Licznik postów: 2,727

chucky, 27-01-2015, 00:11
Ja wiem, że to jest gag, ale porównanie z Nami masakrującą Zoro bym odpuścił. Sanji też jest jedną z szybszych postaci, a tutaj dodatkowo ratował Robin-chwan.

Cytat:Szybkość:
Gnomy.. poza tym nawet Crocodile (który w Alabaście był wolniejszy od Słomka) pocisnął ją tak mocno, że nie wiedziała z której strony dostała (dosłownie).

No właśnie... Nie wiedziała, z której strony dostała. To kwestia zaskoczenia. Gnoma nigdy nie widziała na oczy, a u Croca spodziewała się, że zostanie zmoczony = przyblokuje mu owoc (Croc zmienił się w piasek i pojawił się za jej plecami).

Cytat:Hakuba jest spokojnie jedną z najszybszych postaci w mandze, a ona złapała go mimo tego, że nawet go nie widziała dopóki nie zbliżył się do niej na odległość 4 metrów

Przecież widać ten czarny cień sunący po skale w górę.

W przykładzie z Pacyfistą, Donem i innymi cały czas płynnie przechodzisz z wytrzymałości do siły fizycznej. Skoro Luffy jest silny, a Don to wytrzymał, to Don jest silny, a skoro to wytrzymał Cavendish, to on też jest silny. Zresztą Don jest najdziwniejszą pod tym kątem postacią na Dressrosie, bo raz daje radę Luffiemu, a potem cisną go Lao G i Sai - słaby z niego przykład.

Cytat:Grubas, który mało co nie stracił przytomności tylko i wyłącznie dlatego, że Robin wykorzystała jego ciężar przeciwko niemu rzucał nią jak szmatą.

Znowu to samo. Skoro Yama nie jest wytrzymały, to nie ma prawa być silny fizycznie. Skoro Robin nie tankuje na klatę kilkutonowego cielska, to nawet z użyciem owocu nie może być silna fizycznie. Nie tankuje, bo to nie jej styl walki. Robiła to, bo próbowała chronić ruiny, a inaczej nie potrafi. Robienie z Robin tanka, to tak, jakby kazać walczyć Luffiemu mieczem, a Zoro dać procę. Jej styl walki nie jest normalny - nie potrzebuje wytrzymałości, bo nie walczy w zwarciu. Tak jak Usopp, czy Nami. Pomijając ochranianie ruin, gdzie sama wystawiała się, żeby oberwać, Yama jej nie dotknął (metafora - dotknąć dotknął akurat, ale nic jej nie zrobił).

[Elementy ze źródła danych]
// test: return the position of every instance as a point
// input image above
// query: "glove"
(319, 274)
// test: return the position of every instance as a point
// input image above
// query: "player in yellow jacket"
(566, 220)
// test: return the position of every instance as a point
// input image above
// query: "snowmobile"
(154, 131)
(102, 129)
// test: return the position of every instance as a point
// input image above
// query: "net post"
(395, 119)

— Treść zadania A —
Oceń, czy poniższe stwierdzenia zgadzają się z tekstem do czytania: (i) Crocodile zmienił się w piasek; (ii) Hakuba zbliżył się na odległość 10 metrów; (iii) Robin walczy w zwarciu. Przy każdym napisz „tak” lub „nie” i przytocz dosłownie rozstrzygające słowa tekstu.
— Treść zadania B —
Wypisz z tekstu do czytania dokładnie fragment między „chucky, 27-01-2015, 00:11” a „za jej plecami).”, łącznie z tymi słowami.

— Pełna odpowiedź A —
(i) Tak: „Croc zmienił się w piasek”.
(ii) Nie: „zbliżył się do niej na odległość 4 metrów”.
(iii) Nie: „nie potrzebuje wytrzymałości, bo nie walczy w zwarciu”.

— Pełna odpowiedź B —
chucky, 27-01-2015, 00:11
Ja wiem, że to jest gag, ale porównanie z Nami masakrującą Zoro bym odpuścił. Sanji też jest jedną z szybszych postaci, a tutaj dodatkowo ratował Robin-chwan.

Cytat:Szybkość:
Gnomy.. poza tym nawet Crocodile (który w Alabaście był wolniejszy od Słomka) pocisnął ją tak mocno, że nie wiedziała z której strony dostała (dosłownie).

No właśnie... Nie wiedziała, z której strony dostała. To kwestia zaskoczenia. Gnoma nigdy nie widziała na oczy, a u Croca spodziewała się, że zostanie zmoczony = przyblokuje mu owoc (Croc zmienił się w piasek i pojawił się za jej plecami).